Given instruction:
Pull out every line in the listing below that contains the string "police", treating uppercase and lowercase as different.

Available records:
──────────────────────────────
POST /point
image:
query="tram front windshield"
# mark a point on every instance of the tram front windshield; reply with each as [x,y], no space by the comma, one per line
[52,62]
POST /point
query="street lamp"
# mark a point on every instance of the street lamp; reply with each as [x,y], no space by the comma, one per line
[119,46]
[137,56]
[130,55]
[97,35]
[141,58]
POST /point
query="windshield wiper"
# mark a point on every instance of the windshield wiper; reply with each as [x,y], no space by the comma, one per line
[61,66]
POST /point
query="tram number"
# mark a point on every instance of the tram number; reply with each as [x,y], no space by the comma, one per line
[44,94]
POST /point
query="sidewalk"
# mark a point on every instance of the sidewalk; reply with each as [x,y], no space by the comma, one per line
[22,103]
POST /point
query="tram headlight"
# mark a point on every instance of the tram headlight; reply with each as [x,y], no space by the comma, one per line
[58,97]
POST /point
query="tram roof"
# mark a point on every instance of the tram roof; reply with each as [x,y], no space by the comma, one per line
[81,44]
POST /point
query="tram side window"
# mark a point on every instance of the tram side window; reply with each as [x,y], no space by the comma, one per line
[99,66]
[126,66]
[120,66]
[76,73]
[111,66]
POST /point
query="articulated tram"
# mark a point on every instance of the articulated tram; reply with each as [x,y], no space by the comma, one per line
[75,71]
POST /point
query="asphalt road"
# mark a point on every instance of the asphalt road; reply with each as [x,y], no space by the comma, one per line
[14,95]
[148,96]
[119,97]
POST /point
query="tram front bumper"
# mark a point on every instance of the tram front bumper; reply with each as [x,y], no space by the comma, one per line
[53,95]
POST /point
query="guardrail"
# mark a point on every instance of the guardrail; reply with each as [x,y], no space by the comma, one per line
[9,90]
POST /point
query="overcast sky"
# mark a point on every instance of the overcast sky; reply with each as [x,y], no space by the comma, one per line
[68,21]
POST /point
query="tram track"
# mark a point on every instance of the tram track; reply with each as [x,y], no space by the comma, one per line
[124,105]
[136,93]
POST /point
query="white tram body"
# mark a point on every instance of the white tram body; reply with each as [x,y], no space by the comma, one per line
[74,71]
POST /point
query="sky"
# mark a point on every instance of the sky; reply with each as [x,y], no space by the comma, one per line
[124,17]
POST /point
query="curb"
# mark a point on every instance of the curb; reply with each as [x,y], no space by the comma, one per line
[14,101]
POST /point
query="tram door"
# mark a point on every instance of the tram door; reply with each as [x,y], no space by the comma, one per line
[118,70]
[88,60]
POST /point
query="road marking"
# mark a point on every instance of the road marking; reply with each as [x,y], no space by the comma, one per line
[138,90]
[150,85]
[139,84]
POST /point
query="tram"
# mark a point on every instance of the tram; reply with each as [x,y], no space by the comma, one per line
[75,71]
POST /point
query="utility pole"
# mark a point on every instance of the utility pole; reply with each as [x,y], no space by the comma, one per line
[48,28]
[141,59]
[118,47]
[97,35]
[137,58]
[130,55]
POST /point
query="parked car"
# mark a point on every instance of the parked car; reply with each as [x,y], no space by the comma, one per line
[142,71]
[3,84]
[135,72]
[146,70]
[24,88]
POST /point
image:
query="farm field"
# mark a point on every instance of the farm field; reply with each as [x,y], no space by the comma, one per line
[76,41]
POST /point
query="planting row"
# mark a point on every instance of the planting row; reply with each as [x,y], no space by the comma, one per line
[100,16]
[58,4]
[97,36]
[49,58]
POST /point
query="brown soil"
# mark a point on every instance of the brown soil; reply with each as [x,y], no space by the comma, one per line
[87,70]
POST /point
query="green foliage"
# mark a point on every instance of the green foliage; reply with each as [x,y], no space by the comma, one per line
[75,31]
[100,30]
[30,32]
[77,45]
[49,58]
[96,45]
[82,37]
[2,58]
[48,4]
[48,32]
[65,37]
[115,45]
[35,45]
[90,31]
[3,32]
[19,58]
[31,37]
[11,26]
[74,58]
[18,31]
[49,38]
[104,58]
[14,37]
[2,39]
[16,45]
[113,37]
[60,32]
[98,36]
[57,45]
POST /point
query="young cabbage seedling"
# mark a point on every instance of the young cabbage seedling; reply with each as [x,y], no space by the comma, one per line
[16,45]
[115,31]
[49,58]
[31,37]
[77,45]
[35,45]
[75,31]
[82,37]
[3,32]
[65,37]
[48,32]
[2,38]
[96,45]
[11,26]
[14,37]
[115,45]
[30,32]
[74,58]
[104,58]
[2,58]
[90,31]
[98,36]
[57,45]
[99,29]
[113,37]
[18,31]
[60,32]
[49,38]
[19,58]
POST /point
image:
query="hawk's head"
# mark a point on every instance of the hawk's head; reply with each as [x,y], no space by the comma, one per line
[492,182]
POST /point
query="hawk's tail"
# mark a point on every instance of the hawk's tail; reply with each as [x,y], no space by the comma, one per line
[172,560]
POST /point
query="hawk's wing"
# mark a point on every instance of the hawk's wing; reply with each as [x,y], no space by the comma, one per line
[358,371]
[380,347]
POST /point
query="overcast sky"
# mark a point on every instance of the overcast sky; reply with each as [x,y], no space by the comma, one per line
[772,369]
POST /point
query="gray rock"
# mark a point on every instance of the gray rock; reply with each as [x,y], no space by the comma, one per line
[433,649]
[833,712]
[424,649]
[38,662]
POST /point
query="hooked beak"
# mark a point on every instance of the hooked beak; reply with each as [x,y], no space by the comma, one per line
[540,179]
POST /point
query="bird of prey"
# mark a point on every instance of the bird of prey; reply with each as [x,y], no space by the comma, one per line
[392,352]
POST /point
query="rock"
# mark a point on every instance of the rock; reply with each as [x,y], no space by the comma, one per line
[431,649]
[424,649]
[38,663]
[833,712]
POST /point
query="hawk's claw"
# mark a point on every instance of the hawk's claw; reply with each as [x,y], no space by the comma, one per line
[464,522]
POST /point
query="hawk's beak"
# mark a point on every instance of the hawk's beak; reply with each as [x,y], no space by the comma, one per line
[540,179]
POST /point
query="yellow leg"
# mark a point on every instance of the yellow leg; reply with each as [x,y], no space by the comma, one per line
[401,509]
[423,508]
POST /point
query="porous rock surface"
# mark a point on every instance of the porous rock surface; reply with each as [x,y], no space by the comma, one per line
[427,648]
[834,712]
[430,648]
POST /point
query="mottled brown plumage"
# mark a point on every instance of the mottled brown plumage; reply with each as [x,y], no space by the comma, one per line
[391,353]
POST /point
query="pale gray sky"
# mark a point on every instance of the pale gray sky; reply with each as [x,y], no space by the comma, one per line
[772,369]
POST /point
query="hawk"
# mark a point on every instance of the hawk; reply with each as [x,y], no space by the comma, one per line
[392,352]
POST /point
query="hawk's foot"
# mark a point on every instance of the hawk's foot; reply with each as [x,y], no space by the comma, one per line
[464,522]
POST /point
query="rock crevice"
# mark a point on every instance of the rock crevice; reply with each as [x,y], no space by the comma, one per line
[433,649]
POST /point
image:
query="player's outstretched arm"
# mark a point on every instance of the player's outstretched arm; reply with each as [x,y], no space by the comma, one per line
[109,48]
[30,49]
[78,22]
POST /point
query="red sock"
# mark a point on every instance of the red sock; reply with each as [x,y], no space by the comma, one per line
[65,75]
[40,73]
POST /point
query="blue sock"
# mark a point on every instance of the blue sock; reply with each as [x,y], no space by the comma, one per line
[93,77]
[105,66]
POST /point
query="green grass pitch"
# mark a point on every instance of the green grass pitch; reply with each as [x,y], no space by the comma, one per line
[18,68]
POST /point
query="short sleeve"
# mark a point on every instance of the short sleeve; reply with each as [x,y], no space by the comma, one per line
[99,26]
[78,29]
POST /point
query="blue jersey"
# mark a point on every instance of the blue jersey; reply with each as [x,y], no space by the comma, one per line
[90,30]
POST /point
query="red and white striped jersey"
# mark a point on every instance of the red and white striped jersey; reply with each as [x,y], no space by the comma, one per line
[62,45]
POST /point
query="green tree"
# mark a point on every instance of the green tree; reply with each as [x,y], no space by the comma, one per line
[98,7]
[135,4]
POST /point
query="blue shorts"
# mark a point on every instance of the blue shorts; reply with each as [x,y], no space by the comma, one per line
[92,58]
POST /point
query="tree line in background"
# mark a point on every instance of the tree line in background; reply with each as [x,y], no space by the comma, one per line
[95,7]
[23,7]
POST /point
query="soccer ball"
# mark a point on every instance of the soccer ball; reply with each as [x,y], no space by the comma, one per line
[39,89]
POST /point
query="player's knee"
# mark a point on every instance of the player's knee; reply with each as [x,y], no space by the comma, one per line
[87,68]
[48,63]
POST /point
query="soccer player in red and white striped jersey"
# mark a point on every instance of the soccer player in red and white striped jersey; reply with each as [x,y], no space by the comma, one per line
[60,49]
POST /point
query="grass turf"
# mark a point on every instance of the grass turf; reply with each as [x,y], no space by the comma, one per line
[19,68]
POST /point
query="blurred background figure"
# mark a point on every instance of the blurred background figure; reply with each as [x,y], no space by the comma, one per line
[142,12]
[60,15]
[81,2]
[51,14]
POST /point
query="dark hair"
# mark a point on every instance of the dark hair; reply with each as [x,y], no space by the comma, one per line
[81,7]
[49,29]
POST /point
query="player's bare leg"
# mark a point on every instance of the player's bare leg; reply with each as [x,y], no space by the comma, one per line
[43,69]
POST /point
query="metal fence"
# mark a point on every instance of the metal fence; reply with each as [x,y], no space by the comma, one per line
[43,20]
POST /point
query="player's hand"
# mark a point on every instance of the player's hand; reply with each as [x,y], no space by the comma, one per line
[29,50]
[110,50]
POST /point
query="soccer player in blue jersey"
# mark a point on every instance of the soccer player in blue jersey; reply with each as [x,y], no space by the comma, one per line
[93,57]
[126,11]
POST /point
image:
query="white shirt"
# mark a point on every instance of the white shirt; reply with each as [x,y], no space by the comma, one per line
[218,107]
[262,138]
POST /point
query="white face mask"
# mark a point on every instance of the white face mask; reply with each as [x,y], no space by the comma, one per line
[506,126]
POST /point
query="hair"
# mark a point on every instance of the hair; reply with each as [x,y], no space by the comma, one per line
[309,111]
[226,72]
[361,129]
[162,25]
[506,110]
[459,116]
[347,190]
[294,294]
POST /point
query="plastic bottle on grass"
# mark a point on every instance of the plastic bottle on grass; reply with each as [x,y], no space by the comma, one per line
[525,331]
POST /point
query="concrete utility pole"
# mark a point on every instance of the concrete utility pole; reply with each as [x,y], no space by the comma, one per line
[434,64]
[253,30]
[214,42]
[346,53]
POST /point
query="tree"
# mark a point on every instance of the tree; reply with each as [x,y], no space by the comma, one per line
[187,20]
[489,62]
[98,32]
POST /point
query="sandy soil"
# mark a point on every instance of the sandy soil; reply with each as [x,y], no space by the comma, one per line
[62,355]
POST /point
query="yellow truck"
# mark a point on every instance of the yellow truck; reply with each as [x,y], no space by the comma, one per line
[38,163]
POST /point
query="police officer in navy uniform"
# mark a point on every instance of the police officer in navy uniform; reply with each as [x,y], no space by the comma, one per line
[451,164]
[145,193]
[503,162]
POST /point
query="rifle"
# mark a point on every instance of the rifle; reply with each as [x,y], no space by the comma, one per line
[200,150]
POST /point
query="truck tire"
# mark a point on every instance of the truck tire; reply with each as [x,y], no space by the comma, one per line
──────────────────────────────
Task response:
query="police officer in navy uniform"
# mark a point on every instance of the police officer in navy uniform; reply with each as [x,y], no space by the comma, one per line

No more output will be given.